Direction :: Reproduce the passage of the Explorer DataFrame post starting with "My (naïve) stab" and going on through "series = DF.pull(df, column)".

Document segment ::
******

I just can’t figure out how to convert the list of text fragments into something that can be expanded into additional rows.
My (naïve) stab at it looks as follows for now:
require Explorer.DataFrame, as: DF
require Explorer.Series, as: S
defmodule MyDF do
def apply(df, column, new_column, func) do
series = DF.pull(df, column)
list = S.to_list(series)
new_series =
list
|> Enum.map(&func.(&1))
|> S.from_list()
DF.put(df, new_column, new_series)
end
end
df = DF.new(
class: [1, 2, 1, 3],
text: ["AAA, BBB", "CCC, DDD", "EEE", "FFF, GGG, HHH"]
)
df
|> MyDF.apply("text", "new_text", &String.split(&1, ","))
Resulting in:
explorer.DataFrame<
Polars[4 x 3]
class integer [1, 2, 1, 3]
text string [“AAA, BBB”, “CCC, DDD”, “EEE”, “FFF, GGG, HHH”]
new_text list[string] [
[“AAA”, " BBB"],
[“CCC”, " DDD"],
[“EEE”],
[“FFF”, …]
]
But I would like that list of new_text to be spread accross multiple rows.
I’m coming from R+ and tidy/dplyr, where I would do something simple like:
df %>%
dplyr::rowwise() %>%
mutate(new_text = parse_text(text))
Thank you

******

Records ::
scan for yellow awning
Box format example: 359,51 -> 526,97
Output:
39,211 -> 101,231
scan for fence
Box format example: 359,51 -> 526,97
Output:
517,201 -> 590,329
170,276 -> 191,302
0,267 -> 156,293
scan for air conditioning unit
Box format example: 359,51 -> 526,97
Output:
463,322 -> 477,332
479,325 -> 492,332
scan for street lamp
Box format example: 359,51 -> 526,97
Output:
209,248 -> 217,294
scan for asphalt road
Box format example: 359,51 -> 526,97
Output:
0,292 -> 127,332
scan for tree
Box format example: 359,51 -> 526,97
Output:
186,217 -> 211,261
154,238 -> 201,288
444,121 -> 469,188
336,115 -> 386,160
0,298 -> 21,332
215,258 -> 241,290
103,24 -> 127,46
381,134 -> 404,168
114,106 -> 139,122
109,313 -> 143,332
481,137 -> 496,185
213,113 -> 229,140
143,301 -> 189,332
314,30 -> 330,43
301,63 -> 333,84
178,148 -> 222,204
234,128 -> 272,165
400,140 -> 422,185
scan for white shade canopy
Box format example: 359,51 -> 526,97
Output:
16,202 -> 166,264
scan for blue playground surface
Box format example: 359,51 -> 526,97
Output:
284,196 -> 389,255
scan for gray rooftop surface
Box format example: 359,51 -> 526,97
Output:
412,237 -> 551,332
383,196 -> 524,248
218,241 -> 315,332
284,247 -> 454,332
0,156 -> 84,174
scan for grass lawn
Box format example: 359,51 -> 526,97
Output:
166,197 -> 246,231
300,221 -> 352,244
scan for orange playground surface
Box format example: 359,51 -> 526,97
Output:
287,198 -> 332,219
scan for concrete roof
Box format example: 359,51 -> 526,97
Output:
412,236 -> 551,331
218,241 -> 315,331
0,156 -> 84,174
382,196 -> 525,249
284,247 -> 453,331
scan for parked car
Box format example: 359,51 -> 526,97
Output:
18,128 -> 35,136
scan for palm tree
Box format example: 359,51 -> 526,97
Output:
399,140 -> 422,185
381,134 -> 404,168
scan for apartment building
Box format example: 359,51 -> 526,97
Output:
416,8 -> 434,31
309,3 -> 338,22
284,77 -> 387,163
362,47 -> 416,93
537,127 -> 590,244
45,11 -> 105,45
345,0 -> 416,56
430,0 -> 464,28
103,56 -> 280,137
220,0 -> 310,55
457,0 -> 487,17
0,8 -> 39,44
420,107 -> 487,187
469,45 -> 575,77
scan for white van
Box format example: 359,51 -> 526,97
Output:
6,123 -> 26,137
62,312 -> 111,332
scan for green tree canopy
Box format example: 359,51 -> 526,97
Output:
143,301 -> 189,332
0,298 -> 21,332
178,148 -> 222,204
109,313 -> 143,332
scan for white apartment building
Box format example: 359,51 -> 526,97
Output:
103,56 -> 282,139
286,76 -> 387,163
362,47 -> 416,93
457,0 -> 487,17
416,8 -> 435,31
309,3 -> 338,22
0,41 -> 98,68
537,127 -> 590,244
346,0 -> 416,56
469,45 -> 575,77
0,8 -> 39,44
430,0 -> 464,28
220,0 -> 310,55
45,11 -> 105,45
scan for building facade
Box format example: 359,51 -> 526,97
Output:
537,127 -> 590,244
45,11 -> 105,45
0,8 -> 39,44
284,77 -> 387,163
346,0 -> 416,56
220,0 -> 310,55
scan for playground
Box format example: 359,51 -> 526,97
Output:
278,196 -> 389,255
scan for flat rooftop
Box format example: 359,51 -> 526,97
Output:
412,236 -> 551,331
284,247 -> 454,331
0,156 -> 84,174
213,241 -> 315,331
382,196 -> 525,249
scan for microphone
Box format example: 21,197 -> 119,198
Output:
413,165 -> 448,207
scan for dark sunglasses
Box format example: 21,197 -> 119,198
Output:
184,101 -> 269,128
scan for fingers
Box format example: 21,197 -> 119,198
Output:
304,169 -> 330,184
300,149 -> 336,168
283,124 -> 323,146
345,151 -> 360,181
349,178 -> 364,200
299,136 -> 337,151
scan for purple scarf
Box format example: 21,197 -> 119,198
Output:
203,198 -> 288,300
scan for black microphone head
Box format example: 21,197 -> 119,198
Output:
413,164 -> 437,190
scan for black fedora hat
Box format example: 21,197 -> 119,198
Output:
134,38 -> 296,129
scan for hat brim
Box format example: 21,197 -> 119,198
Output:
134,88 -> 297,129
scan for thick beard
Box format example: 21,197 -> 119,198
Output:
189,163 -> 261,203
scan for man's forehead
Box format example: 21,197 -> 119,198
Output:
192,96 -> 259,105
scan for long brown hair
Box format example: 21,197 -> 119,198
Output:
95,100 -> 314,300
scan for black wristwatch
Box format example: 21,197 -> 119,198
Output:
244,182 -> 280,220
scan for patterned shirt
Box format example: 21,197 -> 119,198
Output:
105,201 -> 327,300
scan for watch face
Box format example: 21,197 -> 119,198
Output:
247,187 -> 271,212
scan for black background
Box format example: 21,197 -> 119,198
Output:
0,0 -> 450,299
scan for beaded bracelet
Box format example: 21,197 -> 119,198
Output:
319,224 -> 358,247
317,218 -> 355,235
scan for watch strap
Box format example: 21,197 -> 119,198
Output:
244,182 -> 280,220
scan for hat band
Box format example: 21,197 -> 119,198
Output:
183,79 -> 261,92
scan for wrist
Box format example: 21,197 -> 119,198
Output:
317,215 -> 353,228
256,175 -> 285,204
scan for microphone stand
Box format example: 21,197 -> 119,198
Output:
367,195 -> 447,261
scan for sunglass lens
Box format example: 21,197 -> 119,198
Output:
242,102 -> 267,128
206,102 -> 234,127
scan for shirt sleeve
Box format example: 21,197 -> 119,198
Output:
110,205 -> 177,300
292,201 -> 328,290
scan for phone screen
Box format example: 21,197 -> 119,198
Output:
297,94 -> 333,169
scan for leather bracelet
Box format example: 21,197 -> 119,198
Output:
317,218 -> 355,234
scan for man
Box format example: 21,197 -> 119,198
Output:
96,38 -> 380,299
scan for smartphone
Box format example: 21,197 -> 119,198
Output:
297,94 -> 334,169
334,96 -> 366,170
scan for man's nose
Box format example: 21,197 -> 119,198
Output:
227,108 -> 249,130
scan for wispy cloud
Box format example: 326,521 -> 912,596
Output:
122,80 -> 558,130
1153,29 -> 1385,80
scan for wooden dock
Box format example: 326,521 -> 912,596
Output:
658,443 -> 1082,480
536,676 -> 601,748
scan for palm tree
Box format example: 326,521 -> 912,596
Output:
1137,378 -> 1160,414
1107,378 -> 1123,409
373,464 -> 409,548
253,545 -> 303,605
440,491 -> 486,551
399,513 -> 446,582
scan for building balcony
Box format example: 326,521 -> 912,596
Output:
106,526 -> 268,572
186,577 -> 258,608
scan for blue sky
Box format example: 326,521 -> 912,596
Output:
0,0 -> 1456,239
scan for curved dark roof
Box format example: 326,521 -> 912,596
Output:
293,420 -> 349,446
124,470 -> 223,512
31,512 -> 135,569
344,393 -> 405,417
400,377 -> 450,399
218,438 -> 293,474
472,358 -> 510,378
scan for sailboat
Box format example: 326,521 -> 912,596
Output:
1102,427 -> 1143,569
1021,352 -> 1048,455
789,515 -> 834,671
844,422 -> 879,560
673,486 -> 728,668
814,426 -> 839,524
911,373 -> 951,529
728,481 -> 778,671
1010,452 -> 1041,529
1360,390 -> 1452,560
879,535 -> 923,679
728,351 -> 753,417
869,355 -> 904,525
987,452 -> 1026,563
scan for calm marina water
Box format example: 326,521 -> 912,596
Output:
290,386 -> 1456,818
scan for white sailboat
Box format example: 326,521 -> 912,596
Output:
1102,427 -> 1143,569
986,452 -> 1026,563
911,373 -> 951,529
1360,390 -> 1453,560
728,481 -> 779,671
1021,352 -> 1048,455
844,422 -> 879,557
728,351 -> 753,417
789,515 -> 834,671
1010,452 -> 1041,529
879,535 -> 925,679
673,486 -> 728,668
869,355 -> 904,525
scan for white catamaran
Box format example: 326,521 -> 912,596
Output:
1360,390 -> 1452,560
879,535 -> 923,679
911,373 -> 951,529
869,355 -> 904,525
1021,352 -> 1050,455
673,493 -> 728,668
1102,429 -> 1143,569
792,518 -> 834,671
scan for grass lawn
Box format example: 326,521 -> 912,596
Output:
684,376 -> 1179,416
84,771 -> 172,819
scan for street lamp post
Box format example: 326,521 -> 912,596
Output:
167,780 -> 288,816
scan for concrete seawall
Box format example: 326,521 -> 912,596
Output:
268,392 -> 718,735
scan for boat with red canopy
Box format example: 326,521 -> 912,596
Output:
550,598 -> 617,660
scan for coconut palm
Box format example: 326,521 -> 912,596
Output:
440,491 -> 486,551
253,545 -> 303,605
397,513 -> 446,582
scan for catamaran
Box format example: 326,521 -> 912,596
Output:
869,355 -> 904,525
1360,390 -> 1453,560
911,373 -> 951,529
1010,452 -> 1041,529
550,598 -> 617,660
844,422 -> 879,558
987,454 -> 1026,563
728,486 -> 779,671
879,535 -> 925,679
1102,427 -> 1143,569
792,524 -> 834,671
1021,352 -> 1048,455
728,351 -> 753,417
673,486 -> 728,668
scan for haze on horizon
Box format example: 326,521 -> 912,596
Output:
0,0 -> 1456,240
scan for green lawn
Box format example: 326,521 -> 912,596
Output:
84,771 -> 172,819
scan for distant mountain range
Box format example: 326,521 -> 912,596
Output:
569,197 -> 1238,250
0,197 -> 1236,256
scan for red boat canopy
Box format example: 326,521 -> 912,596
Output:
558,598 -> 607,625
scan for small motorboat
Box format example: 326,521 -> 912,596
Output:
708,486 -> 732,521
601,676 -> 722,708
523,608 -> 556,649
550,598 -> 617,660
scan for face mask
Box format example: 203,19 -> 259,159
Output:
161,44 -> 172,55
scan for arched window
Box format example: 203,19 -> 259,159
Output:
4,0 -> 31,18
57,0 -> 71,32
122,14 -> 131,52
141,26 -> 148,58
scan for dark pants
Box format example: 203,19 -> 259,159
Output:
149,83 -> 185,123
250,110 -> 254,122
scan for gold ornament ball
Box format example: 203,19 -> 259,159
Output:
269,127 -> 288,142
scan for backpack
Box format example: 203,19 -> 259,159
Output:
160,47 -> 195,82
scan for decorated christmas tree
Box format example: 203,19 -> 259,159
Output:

******

Answer to the exercise ::
My (naïve) stab at it looks as follows for now:
require Explorer.DataFrame, as: DF
require Explorer.Series, as: S
defmodule MyDF do
def apply(df, column, new_column, func) do
series = DF.pull(df, column)